_Exercise_. Print the range of lines that opens with the line containing "In this practice step, locate the man's hand" and closes with the last line of the listing. Include both ends; print nothing more.

** Start of Stored records **

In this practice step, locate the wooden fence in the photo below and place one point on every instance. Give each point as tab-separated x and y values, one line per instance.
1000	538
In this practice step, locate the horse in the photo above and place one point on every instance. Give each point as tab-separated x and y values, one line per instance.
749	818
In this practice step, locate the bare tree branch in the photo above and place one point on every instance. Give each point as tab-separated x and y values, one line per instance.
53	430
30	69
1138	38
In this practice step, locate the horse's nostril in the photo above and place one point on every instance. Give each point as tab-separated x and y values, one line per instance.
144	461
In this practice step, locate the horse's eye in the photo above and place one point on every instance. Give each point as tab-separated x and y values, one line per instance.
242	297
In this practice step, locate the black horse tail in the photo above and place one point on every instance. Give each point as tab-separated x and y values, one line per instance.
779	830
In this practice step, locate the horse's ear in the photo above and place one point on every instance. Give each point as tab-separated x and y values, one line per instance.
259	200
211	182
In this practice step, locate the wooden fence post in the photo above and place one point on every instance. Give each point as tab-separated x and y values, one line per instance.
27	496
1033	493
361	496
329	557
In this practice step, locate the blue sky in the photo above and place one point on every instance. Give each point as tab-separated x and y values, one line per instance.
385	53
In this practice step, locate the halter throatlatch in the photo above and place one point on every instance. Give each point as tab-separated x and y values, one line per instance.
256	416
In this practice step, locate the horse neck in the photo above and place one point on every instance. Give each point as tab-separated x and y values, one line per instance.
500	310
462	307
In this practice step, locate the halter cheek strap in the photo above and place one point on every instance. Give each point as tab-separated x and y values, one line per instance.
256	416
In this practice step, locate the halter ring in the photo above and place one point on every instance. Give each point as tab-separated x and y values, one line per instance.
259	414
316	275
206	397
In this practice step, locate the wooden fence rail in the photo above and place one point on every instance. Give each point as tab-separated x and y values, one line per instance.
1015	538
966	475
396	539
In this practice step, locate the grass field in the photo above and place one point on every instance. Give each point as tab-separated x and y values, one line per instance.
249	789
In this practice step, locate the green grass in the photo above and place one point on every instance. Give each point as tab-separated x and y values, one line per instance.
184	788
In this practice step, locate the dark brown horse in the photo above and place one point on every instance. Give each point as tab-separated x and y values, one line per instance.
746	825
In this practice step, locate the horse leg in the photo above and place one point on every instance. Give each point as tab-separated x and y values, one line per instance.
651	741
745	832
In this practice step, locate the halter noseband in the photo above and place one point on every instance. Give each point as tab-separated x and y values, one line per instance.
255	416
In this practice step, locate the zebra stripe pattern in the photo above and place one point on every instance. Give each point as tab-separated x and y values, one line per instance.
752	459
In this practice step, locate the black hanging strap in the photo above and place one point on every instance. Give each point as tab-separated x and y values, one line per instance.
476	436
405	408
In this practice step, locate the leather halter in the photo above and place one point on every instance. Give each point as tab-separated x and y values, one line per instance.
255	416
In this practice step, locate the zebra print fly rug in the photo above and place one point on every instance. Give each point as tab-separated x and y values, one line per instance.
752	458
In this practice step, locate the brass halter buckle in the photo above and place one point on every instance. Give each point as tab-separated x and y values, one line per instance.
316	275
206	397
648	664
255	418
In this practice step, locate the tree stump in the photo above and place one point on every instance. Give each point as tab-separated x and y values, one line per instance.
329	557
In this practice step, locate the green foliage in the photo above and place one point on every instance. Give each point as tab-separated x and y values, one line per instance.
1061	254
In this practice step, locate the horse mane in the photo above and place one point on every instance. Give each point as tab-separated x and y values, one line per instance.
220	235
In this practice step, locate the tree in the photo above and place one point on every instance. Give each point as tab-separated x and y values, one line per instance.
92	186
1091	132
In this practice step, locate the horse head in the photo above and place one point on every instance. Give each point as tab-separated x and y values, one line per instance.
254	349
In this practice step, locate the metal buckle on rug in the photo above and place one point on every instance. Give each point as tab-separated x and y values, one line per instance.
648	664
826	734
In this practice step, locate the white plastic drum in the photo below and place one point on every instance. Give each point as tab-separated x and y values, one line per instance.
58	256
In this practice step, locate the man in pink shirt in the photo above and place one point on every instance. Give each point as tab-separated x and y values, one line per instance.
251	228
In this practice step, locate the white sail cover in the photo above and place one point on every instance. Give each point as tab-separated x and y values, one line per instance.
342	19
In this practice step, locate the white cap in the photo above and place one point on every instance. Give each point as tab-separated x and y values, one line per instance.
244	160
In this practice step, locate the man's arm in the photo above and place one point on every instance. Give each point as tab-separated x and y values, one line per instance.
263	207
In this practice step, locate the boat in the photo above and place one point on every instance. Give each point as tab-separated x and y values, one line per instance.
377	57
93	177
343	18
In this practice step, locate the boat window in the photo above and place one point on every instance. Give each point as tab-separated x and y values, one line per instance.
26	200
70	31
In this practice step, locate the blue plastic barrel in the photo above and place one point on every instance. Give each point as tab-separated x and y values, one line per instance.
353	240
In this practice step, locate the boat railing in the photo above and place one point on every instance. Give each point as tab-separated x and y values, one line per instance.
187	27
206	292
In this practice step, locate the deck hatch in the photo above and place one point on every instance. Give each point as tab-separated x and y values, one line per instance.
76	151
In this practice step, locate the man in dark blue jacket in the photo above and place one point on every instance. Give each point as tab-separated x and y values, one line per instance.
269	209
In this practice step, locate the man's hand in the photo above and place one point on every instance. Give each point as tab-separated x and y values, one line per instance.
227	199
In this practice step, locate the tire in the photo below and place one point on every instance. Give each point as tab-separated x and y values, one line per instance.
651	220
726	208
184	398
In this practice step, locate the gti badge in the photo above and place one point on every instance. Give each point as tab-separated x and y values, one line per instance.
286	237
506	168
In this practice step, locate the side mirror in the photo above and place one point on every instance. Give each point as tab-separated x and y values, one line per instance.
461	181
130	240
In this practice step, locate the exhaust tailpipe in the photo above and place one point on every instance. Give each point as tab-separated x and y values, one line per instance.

** End of Stored records **

_Response_.
In this practice step, locate the man's hand in the photo above and place one point on every instance. Give each point as tab-separated x and y values, one line per instance.
227	199
In this practice step, locate the tire in the photo below and place one point on every instance. Give each point as tab-separated x and y values, one line per instance.
651	220
726	208
184	398
In this practice step, locate the gti badge in the photo above and place one point on every instance. Give each point as tab-separated x and y values, one line per instance.
286	237
506	168
In this practice step, locate the side mirror in the photo above and place one point on every instance. Give each point as tab-separated x and y values, one line per instance.
461	181
130	240
In this practice step, locate the exhaust tailpipe in the photo above and place one point on every instance. Give each point as tab-separated x and y values, one line per instance.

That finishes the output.